[ENBD] Re: NBD Observations
Peter T. Breuer
ptb@it.uc3m.es
Sat, 9 Sep 2000 18:15:47 +0200 (MET DST)
"A month of sundays ago Paul Flinders wrote:"
> "Peter T. Breuer" wrote:
> > > command lines were
> > > server: nbd-server 4017 /dev/hda3 -b 2048 -i nbd
> > > client: nbd-client -i nbd rat-1 4017 rat-1 /dev/nda
> > And kernel state? Was the nbd.o module freshly inserted?
> Hmmm, no - I think that it probably wasn't
> > > I guess that the signature might be something to do with it - have I
> > > got the command lines correct?
> > I suspect that the kernel had a mosule in with a signature already on
> > it, possibly different. Sending the same signature should be OK.
> I suspect that you guess is correct. This does lead to another "it's all
> too easy to get it wrong" scenarion though.
In this case the result is intended. You should not be able to connect
up a different resource to the same client device without making a
considerable effort! It's the same as hotswapping one disk for another
(different geometry maybe, different contents) without telling anybody.
I'll have to do the same thing in reverse too, pretty soon. The server
should not accept reconnects that don't give the device signature. It
probably accepts any client on the right port right now.
I've been following up looking at the client-first then server launch
ordering. Though my pair connected up fine, some funny business was
clearly going on. All requests errored out as overrange and the sizes
shown in the proc listing were the default maxposint stuff.
This is probably where your suspicion about the sig comes from: watching
the negotiation, it was clear that the client got a SIZE where it was
expecting a SIGN. For backwards compatibility it accepts data without a
preceding command when pushed, and it accepted it. Making the code
stricter simply errored out the introductory negotiation every time.

EXTRACTED RECORDS:
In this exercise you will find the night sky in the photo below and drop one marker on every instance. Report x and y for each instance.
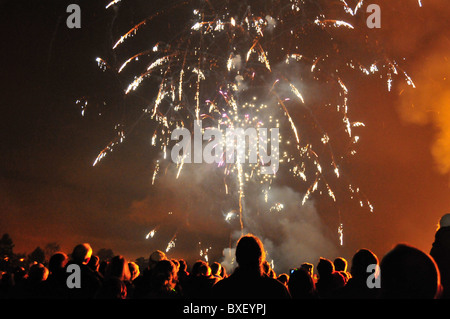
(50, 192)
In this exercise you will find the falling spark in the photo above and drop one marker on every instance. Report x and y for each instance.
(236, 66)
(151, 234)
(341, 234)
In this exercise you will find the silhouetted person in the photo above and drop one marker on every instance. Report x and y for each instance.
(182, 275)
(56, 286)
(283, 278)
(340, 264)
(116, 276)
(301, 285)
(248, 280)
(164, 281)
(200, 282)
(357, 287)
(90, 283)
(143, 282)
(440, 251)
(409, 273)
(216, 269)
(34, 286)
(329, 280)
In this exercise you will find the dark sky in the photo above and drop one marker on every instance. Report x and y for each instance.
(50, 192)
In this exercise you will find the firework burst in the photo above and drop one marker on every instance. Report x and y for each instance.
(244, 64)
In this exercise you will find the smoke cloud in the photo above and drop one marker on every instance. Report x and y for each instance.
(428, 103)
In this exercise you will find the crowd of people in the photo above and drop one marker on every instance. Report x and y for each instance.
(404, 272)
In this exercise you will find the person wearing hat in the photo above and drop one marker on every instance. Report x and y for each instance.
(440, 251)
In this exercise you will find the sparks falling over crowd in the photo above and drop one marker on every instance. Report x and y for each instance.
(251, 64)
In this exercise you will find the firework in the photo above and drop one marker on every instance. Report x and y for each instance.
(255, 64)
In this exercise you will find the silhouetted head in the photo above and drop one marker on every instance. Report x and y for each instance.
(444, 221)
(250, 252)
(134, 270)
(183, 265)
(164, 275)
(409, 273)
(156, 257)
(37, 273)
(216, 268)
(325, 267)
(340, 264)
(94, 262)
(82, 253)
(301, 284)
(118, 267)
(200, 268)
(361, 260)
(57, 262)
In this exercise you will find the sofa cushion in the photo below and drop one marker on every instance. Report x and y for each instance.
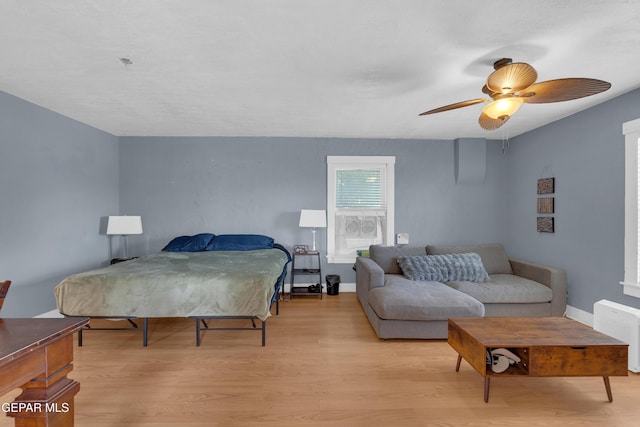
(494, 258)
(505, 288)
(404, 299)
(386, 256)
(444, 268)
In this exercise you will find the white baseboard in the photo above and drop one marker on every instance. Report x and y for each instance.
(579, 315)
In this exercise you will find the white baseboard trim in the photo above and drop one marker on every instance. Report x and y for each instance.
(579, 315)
--
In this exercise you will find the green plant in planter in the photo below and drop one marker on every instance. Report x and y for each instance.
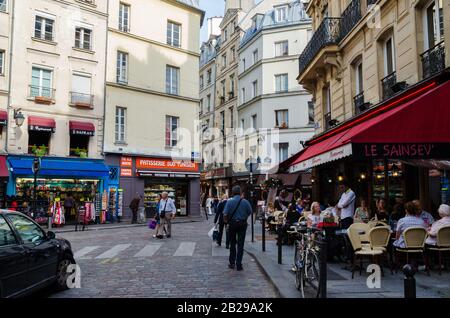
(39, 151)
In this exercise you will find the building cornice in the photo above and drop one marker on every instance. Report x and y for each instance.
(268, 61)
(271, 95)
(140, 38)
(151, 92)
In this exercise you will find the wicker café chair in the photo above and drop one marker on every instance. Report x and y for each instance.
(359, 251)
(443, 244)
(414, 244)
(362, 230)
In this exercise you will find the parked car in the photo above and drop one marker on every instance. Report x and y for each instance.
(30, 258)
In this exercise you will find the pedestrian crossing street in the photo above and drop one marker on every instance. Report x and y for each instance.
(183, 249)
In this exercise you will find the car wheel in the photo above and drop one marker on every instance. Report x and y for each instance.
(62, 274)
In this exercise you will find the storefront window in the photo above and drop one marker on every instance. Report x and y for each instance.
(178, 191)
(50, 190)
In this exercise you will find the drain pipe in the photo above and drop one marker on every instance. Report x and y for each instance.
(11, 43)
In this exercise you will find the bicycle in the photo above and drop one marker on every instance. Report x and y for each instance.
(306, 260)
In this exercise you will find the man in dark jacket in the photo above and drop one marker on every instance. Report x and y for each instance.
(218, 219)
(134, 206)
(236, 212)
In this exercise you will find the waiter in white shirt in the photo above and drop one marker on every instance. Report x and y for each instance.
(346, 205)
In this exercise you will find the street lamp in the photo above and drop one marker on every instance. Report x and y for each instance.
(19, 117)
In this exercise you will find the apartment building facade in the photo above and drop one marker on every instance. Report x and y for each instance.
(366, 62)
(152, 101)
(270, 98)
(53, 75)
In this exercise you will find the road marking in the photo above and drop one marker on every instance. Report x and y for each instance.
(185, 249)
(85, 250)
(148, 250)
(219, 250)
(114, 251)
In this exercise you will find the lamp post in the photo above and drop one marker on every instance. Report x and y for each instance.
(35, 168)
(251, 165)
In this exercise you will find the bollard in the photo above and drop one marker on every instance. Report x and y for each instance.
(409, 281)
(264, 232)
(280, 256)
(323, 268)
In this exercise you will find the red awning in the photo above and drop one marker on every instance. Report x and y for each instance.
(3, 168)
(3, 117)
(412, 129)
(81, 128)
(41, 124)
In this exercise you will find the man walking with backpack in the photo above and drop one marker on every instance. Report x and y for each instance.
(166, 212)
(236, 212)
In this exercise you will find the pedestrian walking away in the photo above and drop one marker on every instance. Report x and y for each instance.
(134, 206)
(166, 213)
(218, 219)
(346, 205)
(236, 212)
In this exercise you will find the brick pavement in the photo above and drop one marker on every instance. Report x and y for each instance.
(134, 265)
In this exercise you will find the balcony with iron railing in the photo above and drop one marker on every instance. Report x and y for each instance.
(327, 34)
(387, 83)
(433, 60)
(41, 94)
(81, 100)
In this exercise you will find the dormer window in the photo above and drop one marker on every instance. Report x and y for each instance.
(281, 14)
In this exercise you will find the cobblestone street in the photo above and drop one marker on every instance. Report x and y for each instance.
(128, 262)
--
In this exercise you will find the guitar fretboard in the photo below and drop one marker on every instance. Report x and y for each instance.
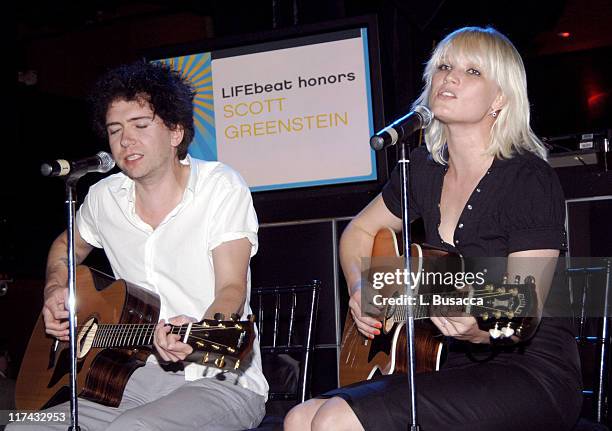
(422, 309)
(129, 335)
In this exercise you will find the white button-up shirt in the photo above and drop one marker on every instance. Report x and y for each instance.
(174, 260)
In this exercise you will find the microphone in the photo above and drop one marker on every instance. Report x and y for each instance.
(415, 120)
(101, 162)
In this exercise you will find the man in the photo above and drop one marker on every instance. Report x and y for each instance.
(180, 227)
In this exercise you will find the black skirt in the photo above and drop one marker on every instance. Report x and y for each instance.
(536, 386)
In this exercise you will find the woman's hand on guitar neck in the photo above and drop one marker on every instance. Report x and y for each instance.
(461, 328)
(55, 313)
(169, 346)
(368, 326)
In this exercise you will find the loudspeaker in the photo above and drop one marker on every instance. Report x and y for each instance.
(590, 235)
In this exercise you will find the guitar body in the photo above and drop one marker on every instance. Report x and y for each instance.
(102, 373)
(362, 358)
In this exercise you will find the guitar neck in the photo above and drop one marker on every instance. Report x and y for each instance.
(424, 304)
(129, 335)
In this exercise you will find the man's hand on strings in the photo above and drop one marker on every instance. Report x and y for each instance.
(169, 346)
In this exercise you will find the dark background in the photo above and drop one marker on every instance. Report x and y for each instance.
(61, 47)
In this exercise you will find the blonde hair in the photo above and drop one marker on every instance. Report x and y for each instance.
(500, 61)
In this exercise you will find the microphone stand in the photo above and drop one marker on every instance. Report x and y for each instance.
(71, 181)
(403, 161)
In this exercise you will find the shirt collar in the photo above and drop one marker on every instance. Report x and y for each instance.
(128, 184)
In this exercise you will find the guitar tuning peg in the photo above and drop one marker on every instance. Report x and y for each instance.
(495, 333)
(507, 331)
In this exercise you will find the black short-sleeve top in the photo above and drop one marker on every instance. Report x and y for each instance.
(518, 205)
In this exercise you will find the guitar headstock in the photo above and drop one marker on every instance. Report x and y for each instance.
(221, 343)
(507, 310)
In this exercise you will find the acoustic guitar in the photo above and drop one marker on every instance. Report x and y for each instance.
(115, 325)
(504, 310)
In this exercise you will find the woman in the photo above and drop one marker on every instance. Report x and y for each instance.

STATED TASK 1: Pick out each row that contains the string "window" with its case matching exactly, and copy those rows.
STATED TASK 2: Go on with the mailing-list post about NBD client and server negotiation, starting right after its final sentence.
The rows have no connection to the mailing-list post about NBD.

RESPONSE 1:
In this exercise you will find the storefront window in the photo above and drop one marker on every instance. Report x and y for each instance.
In this exercise you will find the dormer window in the photo above and drop one marker on every instance. Report x and y for each instance.

RESPONSE 2:
It wasn't the server getting it wrong. I'd forgotten to loop the
introduction stuff in the client when it failed. The introduction to
the server failed, and the client went on to launch slave clients as
though nothing had happened, because I'd also forgotton to watch the
error return.
So, in your 2.4.X nbd-client.c main() code, replace the plain call to
introduction(self), with
while (1) {
static int count;
err = introduction(self);
if (err >= 0)
break;
if (10 * count++ > 2 * negotiate_timeout) {
PERR("client (%d) manager gave up on intro after %d tries and %ds\n",
self->i, count, count*10);
exit(1);
}
microsleep(10000000);
}
and you will have a lot more success starting out of order.
Sorry, it was a bug, but it is the development code. I'd simply
forgotten to implement that functionality.
I've changed it in my 2.4.12 code. If I've not told you, you
can see the whole codebase at http://www.it.uc3m.es/~ptb/nbd/src/
without waiting for a tarfile of anything in particular.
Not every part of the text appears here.